WORK REQUIRED
Copy the rows below word for word, starting from the very first line and continuing through the line that contains "Target: asphalt road".

(A run of rows)
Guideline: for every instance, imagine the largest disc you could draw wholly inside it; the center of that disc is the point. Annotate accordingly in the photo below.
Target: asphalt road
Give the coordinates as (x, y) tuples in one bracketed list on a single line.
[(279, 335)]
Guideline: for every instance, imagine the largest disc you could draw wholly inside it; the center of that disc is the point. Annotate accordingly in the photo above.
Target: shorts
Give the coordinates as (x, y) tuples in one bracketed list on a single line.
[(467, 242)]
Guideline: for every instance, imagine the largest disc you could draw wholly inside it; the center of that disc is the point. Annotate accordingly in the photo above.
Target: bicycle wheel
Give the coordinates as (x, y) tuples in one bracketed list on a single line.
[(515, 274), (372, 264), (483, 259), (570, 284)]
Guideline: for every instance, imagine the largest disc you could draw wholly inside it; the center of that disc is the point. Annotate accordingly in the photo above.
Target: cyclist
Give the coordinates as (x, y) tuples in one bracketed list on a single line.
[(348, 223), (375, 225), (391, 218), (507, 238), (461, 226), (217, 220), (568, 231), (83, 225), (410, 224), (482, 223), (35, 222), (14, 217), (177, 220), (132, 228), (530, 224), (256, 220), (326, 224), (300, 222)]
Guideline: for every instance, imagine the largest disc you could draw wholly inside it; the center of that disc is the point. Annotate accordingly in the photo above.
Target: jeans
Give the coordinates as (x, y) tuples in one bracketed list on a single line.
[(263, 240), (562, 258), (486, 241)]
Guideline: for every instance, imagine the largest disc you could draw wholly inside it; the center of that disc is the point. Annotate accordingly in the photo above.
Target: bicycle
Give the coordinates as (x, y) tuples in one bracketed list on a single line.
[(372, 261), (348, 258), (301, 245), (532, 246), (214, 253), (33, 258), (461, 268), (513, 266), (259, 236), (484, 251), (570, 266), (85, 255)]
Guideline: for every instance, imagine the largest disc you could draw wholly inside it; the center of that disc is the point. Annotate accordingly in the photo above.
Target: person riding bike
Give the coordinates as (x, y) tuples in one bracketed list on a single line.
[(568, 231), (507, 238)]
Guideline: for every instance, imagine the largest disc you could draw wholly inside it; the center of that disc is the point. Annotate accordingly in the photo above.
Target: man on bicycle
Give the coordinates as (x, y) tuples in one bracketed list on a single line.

RESULT OF THIS TASK
Guideline: for every instance, imagine the largest disc you could draw wholly inside it; the center of that disc is the point. Annotate accordingly in the photo below.
Target: asphalt road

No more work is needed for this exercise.